* [Work to complete]: Reproduce all of the data below verbatim, leaving out the pictures.

* [Material provided]:
******************************
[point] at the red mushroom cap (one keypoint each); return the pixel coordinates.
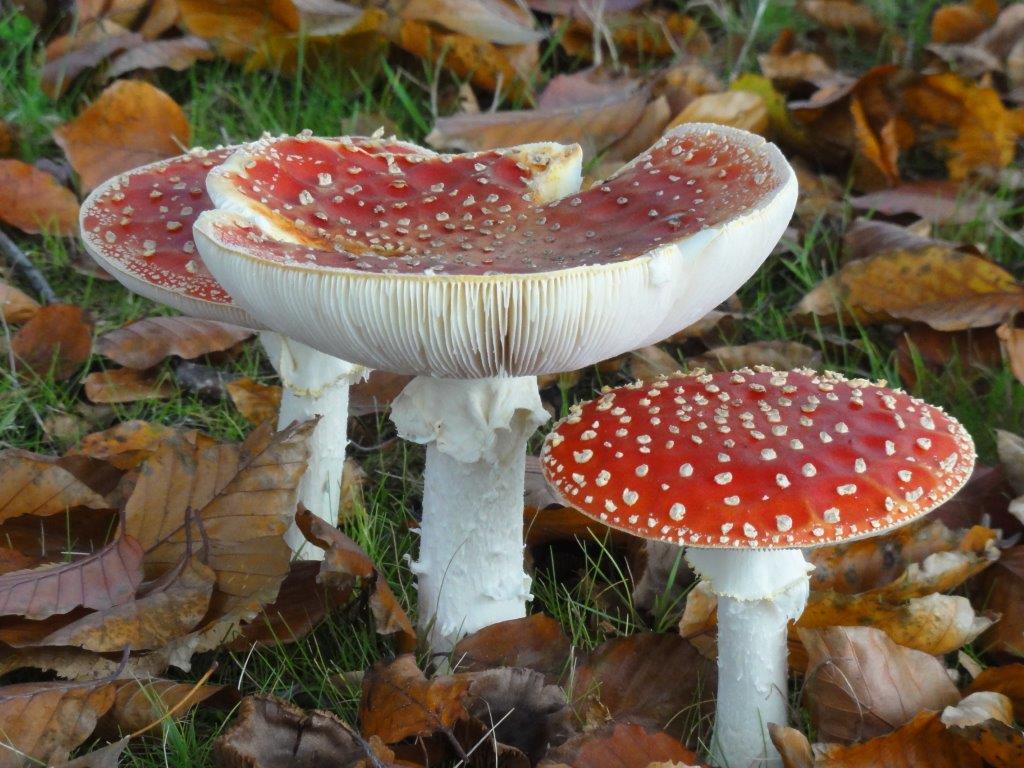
(758, 458)
(467, 214)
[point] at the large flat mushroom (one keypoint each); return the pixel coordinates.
(444, 268)
(744, 469)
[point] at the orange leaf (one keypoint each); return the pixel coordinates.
(34, 201)
(130, 124)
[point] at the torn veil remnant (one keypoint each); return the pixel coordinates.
(745, 468)
(444, 266)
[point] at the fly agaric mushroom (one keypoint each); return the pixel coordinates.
(440, 266)
(744, 469)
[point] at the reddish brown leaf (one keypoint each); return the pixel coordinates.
(146, 342)
(34, 201)
(99, 581)
(43, 722)
(58, 338)
(127, 385)
(130, 124)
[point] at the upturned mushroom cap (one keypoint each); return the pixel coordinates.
(441, 266)
(757, 458)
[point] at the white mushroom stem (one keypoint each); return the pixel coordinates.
(759, 593)
(470, 570)
(314, 385)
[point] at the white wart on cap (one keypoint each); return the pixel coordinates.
(757, 458)
(442, 265)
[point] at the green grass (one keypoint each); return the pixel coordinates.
(590, 591)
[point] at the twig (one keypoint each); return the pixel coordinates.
(744, 51)
(22, 263)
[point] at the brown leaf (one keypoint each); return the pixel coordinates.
(737, 109)
(125, 445)
(860, 684)
(35, 202)
(146, 342)
(938, 202)
(620, 745)
(127, 385)
(130, 124)
(594, 125)
(138, 702)
(168, 608)
(43, 722)
(57, 339)
(33, 484)
(399, 701)
(257, 402)
(177, 53)
(536, 642)
(949, 290)
(99, 581)
(985, 720)
(660, 679)
(273, 733)
(343, 558)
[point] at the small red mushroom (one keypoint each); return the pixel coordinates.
(744, 468)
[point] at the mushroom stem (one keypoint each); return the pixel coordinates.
(314, 385)
(759, 593)
(470, 571)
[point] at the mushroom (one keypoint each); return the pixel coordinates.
(744, 468)
(440, 266)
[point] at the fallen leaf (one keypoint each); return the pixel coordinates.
(859, 684)
(35, 202)
(949, 290)
(737, 109)
(273, 733)
(57, 340)
(43, 722)
(985, 720)
(33, 484)
(399, 701)
(144, 343)
(127, 385)
(257, 402)
(104, 579)
(130, 124)
(536, 642)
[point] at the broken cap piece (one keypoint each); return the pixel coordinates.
(442, 266)
(757, 458)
******************************
* [Final result]:
[point] at the red mushroom cap (one keypoint each); return the pixel coordinates.
(758, 458)
(467, 214)
[point] at the large flat mushroom (one keypoint each); return the pixel coordinates.
(444, 268)
(744, 469)
[point] at the orange leaf (one keypoint each); return the pixel coordinates.
(34, 201)
(130, 124)
[point] at the torn veil remnant (one keypoint each); return the pixel coordinates.
(745, 468)
(444, 266)
[point] at the fly agaric mushroom (one keypoint each); return the pixel coordinates.
(440, 266)
(744, 469)
[point] at the reddish brown leaf (one keypoint each); return the pixel coordinates.
(146, 342)
(34, 201)
(99, 581)
(43, 722)
(58, 338)
(127, 385)
(130, 124)
[point] at the upturned mushroom cap (one keypoint each); return the pixel coordinates.
(441, 266)
(757, 458)
[point] at the white mushroom stem (one keypoint each); return the pixel coordinates.
(759, 593)
(470, 570)
(314, 385)
[point] at the white wart on cap (one keypoint each); return the pixel coordinates.
(757, 458)
(442, 265)
[point] at the green grass (one keypoint each); return the pixel coordinates.
(590, 591)
[point] at the twig (one keypoint each); return the pixel coordinates.
(744, 51)
(22, 263)
[point] at the brown leaf (one keypoint each); return the pixel coordinates.
(737, 109)
(125, 445)
(860, 684)
(35, 202)
(146, 342)
(938, 202)
(620, 745)
(127, 385)
(130, 124)
(594, 125)
(138, 702)
(168, 608)
(43, 722)
(57, 339)
(33, 484)
(399, 701)
(257, 402)
(177, 53)
(536, 642)
(949, 290)
(99, 581)
(985, 720)
(660, 679)
(273, 733)
(343, 558)
[point] at the small red mushroom (one keypoint each); return the pixel coordinates.
(744, 468)
[point] at the mushroom stem (one keypoint each); return the pixel coordinates.
(314, 385)
(759, 593)
(470, 571)
[point] at the mushroom (one keypoint each); return the pixel coordinates.
(744, 468)
(440, 266)
[point] at the fallen leaf (one keypoint each); return the pixel coordinates.
(859, 684)
(35, 202)
(949, 290)
(737, 109)
(273, 733)
(57, 340)
(43, 722)
(985, 720)
(33, 484)
(399, 701)
(144, 343)
(127, 385)
(257, 402)
(104, 579)
(130, 124)
(536, 642)
[point] at the broken cap piece (one keypoint each); return the pixel coordinates.
(442, 266)
(757, 458)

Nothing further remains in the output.